**Stated task:** Starting at the line that contains "mark: the wooden pestle, one", restate each line word for word through the final line of the data, keeping both ends.

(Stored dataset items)

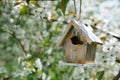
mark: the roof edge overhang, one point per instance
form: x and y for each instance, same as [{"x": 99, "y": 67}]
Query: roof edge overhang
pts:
[{"x": 77, "y": 26}]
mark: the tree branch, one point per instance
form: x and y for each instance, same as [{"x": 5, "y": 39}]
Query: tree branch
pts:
[{"x": 13, "y": 34}]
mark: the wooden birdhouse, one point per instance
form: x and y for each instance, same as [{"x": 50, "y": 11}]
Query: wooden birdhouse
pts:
[{"x": 79, "y": 43}]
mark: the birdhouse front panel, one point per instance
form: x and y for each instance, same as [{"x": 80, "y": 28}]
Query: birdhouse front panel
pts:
[
  {"x": 80, "y": 43},
  {"x": 74, "y": 48},
  {"x": 91, "y": 49}
]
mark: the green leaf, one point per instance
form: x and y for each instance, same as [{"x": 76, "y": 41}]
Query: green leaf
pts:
[
  {"x": 100, "y": 75},
  {"x": 24, "y": 10},
  {"x": 62, "y": 5}
]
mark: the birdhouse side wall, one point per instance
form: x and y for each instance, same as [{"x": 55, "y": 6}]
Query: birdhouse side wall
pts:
[{"x": 91, "y": 49}]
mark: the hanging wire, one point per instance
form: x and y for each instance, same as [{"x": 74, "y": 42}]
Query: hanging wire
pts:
[
  {"x": 78, "y": 14},
  {"x": 75, "y": 8}
]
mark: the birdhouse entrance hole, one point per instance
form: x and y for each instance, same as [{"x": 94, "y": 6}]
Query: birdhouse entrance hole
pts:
[{"x": 75, "y": 40}]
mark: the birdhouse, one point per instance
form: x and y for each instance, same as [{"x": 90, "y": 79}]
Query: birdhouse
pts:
[{"x": 79, "y": 43}]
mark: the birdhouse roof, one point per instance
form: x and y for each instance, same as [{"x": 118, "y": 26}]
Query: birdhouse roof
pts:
[{"x": 86, "y": 32}]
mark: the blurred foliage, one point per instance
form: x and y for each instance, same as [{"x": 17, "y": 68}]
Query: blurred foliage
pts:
[{"x": 31, "y": 29}]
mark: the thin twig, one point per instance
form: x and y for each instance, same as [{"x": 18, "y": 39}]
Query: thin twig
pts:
[
  {"x": 80, "y": 9},
  {"x": 117, "y": 76},
  {"x": 19, "y": 41}
]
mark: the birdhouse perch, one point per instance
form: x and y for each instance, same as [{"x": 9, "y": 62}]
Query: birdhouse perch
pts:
[{"x": 80, "y": 43}]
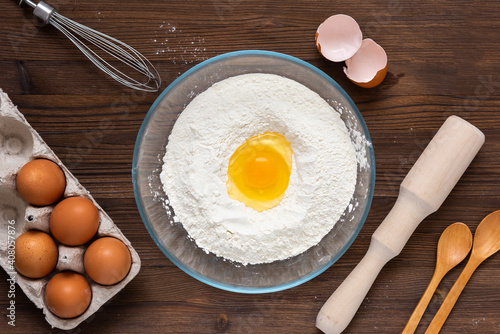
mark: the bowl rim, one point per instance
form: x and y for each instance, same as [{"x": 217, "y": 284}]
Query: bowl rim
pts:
[{"x": 140, "y": 204}]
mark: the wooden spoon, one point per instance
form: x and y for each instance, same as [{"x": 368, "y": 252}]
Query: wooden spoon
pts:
[
  {"x": 453, "y": 246},
  {"x": 486, "y": 243}
]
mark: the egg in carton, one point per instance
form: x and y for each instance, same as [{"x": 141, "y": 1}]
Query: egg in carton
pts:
[{"x": 19, "y": 144}]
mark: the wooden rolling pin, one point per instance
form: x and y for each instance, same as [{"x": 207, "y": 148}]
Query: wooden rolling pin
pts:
[{"x": 422, "y": 192}]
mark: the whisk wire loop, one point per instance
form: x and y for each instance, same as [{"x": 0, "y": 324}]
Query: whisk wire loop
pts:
[{"x": 83, "y": 37}]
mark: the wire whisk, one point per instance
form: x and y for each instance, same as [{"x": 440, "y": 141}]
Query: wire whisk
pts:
[{"x": 83, "y": 37}]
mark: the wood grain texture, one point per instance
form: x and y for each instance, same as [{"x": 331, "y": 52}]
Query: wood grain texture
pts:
[{"x": 444, "y": 59}]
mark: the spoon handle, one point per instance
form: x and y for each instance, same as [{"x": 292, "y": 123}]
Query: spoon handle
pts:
[
  {"x": 452, "y": 297},
  {"x": 412, "y": 324}
]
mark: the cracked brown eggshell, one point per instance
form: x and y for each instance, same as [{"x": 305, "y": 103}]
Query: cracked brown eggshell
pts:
[{"x": 368, "y": 67}]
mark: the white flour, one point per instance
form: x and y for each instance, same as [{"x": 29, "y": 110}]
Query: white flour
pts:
[{"x": 215, "y": 124}]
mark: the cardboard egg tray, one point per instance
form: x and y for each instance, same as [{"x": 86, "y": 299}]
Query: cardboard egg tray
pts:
[{"x": 20, "y": 143}]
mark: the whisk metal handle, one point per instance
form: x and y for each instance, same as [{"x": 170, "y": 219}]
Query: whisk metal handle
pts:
[{"x": 41, "y": 10}]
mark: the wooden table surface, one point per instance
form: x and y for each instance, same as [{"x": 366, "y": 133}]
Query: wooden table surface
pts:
[{"x": 444, "y": 59}]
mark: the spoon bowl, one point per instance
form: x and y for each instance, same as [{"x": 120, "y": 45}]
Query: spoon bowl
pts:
[{"x": 453, "y": 246}]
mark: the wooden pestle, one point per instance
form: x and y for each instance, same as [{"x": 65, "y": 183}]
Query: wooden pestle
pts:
[{"x": 421, "y": 193}]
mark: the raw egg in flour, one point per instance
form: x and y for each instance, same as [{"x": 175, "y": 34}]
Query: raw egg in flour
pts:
[{"x": 259, "y": 171}]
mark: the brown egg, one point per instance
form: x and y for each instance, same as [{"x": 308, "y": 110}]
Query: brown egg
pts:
[
  {"x": 107, "y": 261},
  {"x": 74, "y": 221},
  {"x": 68, "y": 294},
  {"x": 36, "y": 254},
  {"x": 40, "y": 182}
]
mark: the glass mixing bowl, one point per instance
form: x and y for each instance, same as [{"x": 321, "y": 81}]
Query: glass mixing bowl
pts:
[{"x": 173, "y": 239}]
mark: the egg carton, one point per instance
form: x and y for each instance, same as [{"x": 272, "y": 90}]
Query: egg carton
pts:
[{"x": 20, "y": 143}]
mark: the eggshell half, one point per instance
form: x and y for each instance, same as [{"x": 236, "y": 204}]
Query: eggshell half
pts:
[
  {"x": 338, "y": 38},
  {"x": 368, "y": 67}
]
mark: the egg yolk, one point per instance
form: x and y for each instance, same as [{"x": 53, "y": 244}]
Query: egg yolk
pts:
[{"x": 259, "y": 171}]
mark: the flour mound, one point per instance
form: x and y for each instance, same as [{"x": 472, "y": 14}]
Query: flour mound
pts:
[{"x": 215, "y": 124}]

**Written response:**
mark: the wooden pestle, one point per instance
form: x and y for each instance, same as [{"x": 65, "y": 183}]
Query: wooden pestle
pts:
[{"x": 421, "y": 193}]
mark: the raw egg in flour, one point per instance
form: x and y for each instance, same as [{"x": 175, "y": 34}]
Query: raw egg in flour
pts:
[{"x": 259, "y": 171}]
mark: the brown egg, one point per instance
form: x and y for each instance, same as [{"x": 308, "y": 110}]
Query: brown egg
pts:
[
  {"x": 107, "y": 261},
  {"x": 74, "y": 221},
  {"x": 68, "y": 294},
  {"x": 36, "y": 254},
  {"x": 40, "y": 182}
]
mark: the glass mixing bowl, one point per instance
form: x and y for each instance, same as [{"x": 321, "y": 81}]
Query: glass mixing bowl
pts:
[{"x": 173, "y": 239}]
mark: the egg carton, one point per instance
form: x and y for each instance, same as [{"x": 272, "y": 90}]
Query: egg carton
pts:
[{"x": 20, "y": 143}]
mark: the eggshell half, one point per instance
form: x and y for each instance, same as [{"x": 236, "y": 204}]
Query: eggshell half
pts:
[
  {"x": 338, "y": 38},
  {"x": 368, "y": 67}
]
mark: the egg yolk, one point per instance
form: x and y for each instance, same as [{"x": 53, "y": 244}]
Query: egg yolk
pts:
[{"x": 259, "y": 171}]
mark: the flour mound, one point per instance
form: x and y for each instance, same as [{"x": 472, "y": 14}]
Query: flour mound
pts:
[{"x": 215, "y": 124}]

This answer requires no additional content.